- **EXERCISE DETAILS**
Retype the data below without altering anything.

- **RECORD LIST**
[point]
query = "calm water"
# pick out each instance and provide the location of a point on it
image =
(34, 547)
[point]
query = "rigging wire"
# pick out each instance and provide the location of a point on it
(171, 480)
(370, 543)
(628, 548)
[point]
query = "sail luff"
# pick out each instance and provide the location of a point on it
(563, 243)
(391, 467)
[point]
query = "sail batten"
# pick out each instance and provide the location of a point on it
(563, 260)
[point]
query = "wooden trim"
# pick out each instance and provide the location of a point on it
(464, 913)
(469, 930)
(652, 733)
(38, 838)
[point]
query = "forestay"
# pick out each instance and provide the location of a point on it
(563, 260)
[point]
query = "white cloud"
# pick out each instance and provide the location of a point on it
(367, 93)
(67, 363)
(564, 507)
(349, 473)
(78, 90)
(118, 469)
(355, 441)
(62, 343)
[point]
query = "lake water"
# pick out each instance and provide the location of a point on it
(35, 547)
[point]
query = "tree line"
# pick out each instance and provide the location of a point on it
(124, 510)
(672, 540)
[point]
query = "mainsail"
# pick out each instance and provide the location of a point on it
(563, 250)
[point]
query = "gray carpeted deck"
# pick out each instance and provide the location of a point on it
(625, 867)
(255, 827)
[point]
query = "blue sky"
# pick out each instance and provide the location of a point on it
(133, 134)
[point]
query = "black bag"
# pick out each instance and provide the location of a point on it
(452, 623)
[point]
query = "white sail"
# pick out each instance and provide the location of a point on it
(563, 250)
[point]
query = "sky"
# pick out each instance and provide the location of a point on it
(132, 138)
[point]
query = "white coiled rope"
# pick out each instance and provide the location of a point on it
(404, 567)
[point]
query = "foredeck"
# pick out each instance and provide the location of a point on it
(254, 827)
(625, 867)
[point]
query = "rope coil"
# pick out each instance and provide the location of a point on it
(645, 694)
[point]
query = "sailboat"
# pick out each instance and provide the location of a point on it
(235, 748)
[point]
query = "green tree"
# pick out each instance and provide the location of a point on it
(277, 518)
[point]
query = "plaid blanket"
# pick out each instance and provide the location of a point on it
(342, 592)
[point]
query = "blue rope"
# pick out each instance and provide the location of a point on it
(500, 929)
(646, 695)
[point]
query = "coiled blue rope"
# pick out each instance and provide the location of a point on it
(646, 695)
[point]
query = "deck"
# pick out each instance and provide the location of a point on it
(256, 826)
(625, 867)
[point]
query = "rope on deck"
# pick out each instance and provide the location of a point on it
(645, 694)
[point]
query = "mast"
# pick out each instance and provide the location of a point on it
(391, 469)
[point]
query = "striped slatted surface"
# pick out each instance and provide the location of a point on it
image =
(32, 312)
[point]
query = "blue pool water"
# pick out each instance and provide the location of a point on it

- **FINISHED ANSWER**
[point]
query = "calm water"
# pick out each instance and provide the location of a point on it
image =
(34, 547)
[point]
query = "rigging wire"
# pick out each instance and provide the location of a point on it
(171, 480)
(370, 543)
(628, 548)
[point]
query = "sail luff"
# pick out each instance and provide the location of a point on it
(563, 243)
(391, 467)
[point]
query = "sail batten"
# pick out each instance and provide the location of a point on it
(563, 260)
[point]
query = "wooden trim"
# pick out each instance and provide the location of a point on it
(464, 913)
(469, 930)
(652, 733)
(38, 838)
[point]
query = "forestay"
# pick out each instance and provide the location of a point on it
(563, 260)
[point]
query = "white cloud"
# pick out each instance and provide the location of a point on it
(367, 93)
(67, 363)
(564, 507)
(349, 473)
(78, 90)
(118, 469)
(355, 441)
(62, 343)
[point]
query = "lake water"
# pick out each instance and provide the location of a point on it
(35, 547)
[point]
query = "tree line"
# pick out each instance and provide the location of a point on it
(124, 510)
(672, 540)
[point]
query = "mainsail"
# pick out each instance and provide the location of a point on it
(563, 250)
[point]
query = "gray carpeted deck"
# pick out each instance and provide the location of a point on it
(625, 867)
(255, 827)
[point]
query = "blue sky"
# pick out each instance and provide the location of a point on it
(133, 134)
[point]
query = "black bag"
# pick out each instance and provide the location of a point on it
(452, 623)
[point]
query = "white sail"
# pick out each instance and provide the location of a point on it
(563, 250)
[point]
query = "sky"
# pick out each instance and provide the location of a point on it
(132, 138)
[point]
query = "white coiled rope"
# pick out each instance and provide the location of a point on it
(404, 567)
[point]
query = "foredeck"
# pick out each instance and provide the location of a point on it
(254, 827)
(625, 867)
[point]
query = "rope coil"
# pick out each instance and provide the location of a point on it
(645, 694)
[point]
query = "sailboat"
# pick out each instance and provide the location of a point on it
(235, 748)
[point]
query = "green tree"
# pick out each instance and provide the location of a point on it
(277, 518)
[point]
query = "plaid blanket"
# pick out each instance and provide the location of a point on it
(342, 592)
[point]
query = "blue rope"
# pick out each instance and provide the location of a point on it
(500, 929)
(646, 695)
[point]
query = "coiled blue rope"
# pick out each instance and provide the location of a point on it
(646, 695)
[point]
query = "deck"
# pick out each instance and provide the location of a point on it
(256, 826)
(625, 867)
[point]
query = "rope on deck"
# pick out each instance and provide the location of a point on it
(645, 694)
[point]
query = "mast"
# pick out each instance and provide the location of a point on it
(391, 469)
[point]
query = "striped slatted surface"
# pick out each instance and provide the location of a point on it
image =
(32, 312)
[point]
query = "blue pool water"
# pick out each instance and provide the location of a point on it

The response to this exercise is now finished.